• **CONSIGNE**
Selon l'extrait sur les dégâts des violences urbaines de novembre, combien de communes du Val-de-Marne ont été totalement épargnées ?

• **EXTRAIT DU DOCUMENT**
Réponse apportée en séance publique le 21/02/2006

M. Christian Cambon. Monsieur le ministre, selon les chiffres établis par les préfectures, les violences urbaines de novembre dernier ont provoqué entre 55 millions et 60 millions d'euros de dégâts pour les collectivités touchées par ces événements.

Dans mon département, le Val-de-Marne, sur quarante-sept communes, seules quatre ont été totalement épargnées. Nos villes ont été victimes d'actes de vandalisme, de dégradations, voire de destructions d'équipements, pour un coût estimé, à ce jour, à près de 3,5 millions d'euros.

En incendiant des halls de mairie, des crèches, des écoles, des centres de loisirs, des postes de police - la liste est longue - des poignées d'irresponsables, emportées par la violence aveugle des banlieues, ont provoqué un véritable traumatisme pour nos communes et pour leurs habitants.

Le Gouvernement a parfaitement réagi et je tiens à saluer ici l'action du Premier ministre et celle du ministre de l'intérieur, qui ont su prendre les mesures nécessaires pour rétablir l'ordre public avec fermeté, mais aussi dans un souci d'apaisement.

Mais, aujourd'hui, les communes victimes de ces dégâts voient leur équilibre financier particulièrement fragilisé. Nombre d'entre elles, peu ou mal assurées contre les actes de vandalisme, devront faire face à des coûts de reconstruction que leurs budgets n'avaient pas prévus. Outre les travaux, il a souvent fallu assumer aussi des frais complémentaires pour permettre l'accueil des enfants dans des services de substitution : crèches, écoles, gymnases notamment.

Certes, comme toute personne physique ou morale, ces communes sont susceptibles de bénéficier du régime de réparation prévu à l'article L. 2216-3 du code général des collectivités territoriales, aux termes duquel l'État est civilement responsable des dégâts et dommages résultant des crimes et délits commis lors d'attroupements ou de rassemblements, soit contre les personnes, soit contre les biens.

• **DONNÉES ENREGISTRÉES**
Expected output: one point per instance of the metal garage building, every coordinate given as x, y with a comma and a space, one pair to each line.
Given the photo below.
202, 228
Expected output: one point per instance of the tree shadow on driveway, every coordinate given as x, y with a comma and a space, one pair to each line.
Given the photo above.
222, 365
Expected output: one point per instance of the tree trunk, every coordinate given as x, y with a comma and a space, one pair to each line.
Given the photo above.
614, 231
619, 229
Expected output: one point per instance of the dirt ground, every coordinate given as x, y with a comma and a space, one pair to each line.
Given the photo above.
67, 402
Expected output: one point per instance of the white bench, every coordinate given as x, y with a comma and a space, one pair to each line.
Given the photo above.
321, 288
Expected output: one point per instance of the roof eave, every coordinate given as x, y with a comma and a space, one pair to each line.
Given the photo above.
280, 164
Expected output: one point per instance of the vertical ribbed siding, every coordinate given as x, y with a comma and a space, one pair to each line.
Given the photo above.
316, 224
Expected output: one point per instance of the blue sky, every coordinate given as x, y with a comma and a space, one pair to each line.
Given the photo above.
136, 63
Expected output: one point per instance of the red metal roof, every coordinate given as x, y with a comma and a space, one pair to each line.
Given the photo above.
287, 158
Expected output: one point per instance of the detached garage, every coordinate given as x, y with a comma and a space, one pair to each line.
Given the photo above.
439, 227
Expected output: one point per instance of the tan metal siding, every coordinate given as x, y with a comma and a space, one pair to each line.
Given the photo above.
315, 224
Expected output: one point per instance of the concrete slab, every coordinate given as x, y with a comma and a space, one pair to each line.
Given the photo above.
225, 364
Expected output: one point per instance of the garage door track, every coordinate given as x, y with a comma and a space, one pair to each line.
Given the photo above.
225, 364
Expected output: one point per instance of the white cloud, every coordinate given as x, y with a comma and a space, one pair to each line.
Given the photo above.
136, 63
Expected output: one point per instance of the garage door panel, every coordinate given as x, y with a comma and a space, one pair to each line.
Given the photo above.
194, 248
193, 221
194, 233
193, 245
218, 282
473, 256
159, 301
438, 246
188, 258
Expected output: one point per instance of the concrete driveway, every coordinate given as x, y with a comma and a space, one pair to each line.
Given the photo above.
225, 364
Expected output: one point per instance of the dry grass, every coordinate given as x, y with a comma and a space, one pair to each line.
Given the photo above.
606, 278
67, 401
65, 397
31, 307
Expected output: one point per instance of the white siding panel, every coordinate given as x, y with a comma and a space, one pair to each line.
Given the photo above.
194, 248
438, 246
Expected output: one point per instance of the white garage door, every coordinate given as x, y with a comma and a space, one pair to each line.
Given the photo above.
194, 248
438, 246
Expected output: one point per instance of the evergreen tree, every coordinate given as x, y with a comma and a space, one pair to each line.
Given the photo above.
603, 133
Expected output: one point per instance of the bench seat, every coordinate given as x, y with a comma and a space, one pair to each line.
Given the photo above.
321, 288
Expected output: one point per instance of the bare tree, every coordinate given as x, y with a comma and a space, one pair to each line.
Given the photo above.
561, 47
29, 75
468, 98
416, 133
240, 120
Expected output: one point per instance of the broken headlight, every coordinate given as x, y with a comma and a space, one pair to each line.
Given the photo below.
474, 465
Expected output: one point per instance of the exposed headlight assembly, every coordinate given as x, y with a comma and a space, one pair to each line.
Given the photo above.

• **BONNE RÉPONSE**
Quatre communes sur quarante-sept.